---- DATA FOR THIS TASK

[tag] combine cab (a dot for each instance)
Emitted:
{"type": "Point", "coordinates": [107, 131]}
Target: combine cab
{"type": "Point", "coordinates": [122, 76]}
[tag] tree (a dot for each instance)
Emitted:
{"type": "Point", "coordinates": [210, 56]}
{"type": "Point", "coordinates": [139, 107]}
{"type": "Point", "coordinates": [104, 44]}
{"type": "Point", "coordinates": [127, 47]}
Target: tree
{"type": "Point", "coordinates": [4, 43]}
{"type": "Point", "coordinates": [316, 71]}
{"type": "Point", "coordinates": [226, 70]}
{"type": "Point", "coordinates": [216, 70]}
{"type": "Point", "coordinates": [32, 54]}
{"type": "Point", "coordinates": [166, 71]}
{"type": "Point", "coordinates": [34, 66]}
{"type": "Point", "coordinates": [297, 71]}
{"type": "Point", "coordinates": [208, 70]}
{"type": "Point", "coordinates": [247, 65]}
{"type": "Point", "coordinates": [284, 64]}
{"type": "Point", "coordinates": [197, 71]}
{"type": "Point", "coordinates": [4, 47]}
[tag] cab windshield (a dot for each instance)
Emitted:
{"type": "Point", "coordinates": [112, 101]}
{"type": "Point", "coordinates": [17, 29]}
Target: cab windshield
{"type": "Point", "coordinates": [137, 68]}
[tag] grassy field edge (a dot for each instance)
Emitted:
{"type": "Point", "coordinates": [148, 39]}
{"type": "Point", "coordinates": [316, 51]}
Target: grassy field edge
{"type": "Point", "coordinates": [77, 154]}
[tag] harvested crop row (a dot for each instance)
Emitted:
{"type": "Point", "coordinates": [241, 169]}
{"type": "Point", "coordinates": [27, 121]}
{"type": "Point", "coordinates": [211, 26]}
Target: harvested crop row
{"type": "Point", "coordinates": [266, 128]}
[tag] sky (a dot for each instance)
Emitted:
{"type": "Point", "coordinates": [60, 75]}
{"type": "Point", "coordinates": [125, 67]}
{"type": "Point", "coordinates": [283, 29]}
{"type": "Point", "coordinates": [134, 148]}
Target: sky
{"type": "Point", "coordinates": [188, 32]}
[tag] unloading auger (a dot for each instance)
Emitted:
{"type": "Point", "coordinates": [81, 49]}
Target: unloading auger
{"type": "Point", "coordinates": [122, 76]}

--------

* PROBLEM STATEMENT *
Copy out every line of the rows above without changing anything.

* TASK RESULT *
[tag] combine cab (a dot for each instance)
Emitted:
{"type": "Point", "coordinates": [107, 131]}
Target: combine cab
{"type": "Point", "coordinates": [122, 76]}
[tag] tree (a dot for each instance)
Emitted:
{"type": "Point", "coordinates": [210, 56]}
{"type": "Point", "coordinates": [139, 107]}
{"type": "Point", "coordinates": [104, 44]}
{"type": "Point", "coordinates": [127, 47]}
Target: tree
{"type": "Point", "coordinates": [4, 43]}
{"type": "Point", "coordinates": [316, 71]}
{"type": "Point", "coordinates": [226, 70]}
{"type": "Point", "coordinates": [216, 70]}
{"type": "Point", "coordinates": [32, 54]}
{"type": "Point", "coordinates": [166, 71]}
{"type": "Point", "coordinates": [34, 66]}
{"type": "Point", "coordinates": [297, 71]}
{"type": "Point", "coordinates": [208, 70]}
{"type": "Point", "coordinates": [247, 65]}
{"type": "Point", "coordinates": [284, 64]}
{"type": "Point", "coordinates": [197, 71]}
{"type": "Point", "coordinates": [4, 47]}
[tag] cab windshield (a dot for each instance)
Emitted:
{"type": "Point", "coordinates": [112, 101]}
{"type": "Point", "coordinates": [17, 29]}
Target: cab windshield
{"type": "Point", "coordinates": [137, 68]}
[tag] grassy field edge (a dot for each instance)
Emitted:
{"type": "Point", "coordinates": [148, 39]}
{"type": "Point", "coordinates": [316, 51]}
Target: grassy field edge
{"type": "Point", "coordinates": [77, 154]}
[tag] harvested crop row (a dot for each instance)
Emitted:
{"type": "Point", "coordinates": [241, 169]}
{"type": "Point", "coordinates": [27, 121]}
{"type": "Point", "coordinates": [211, 26]}
Target: harvested crop row
{"type": "Point", "coordinates": [266, 128]}
[tag] sky (a dot for each instance)
Emitted:
{"type": "Point", "coordinates": [60, 75]}
{"type": "Point", "coordinates": [125, 67]}
{"type": "Point", "coordinates": [283, 29]}
{"type": "Point", "coordinates": [134, 148]}
Target: sky
{"type": "Point", "coordinates": [188, 32]}
[tag] unloading auger (a dot for each instance)
Emitted:
{"type": "Point", "coordinates": [81, 49]}
Target: unloading auger
{"type": "Point", "coordinates": [122, 76]}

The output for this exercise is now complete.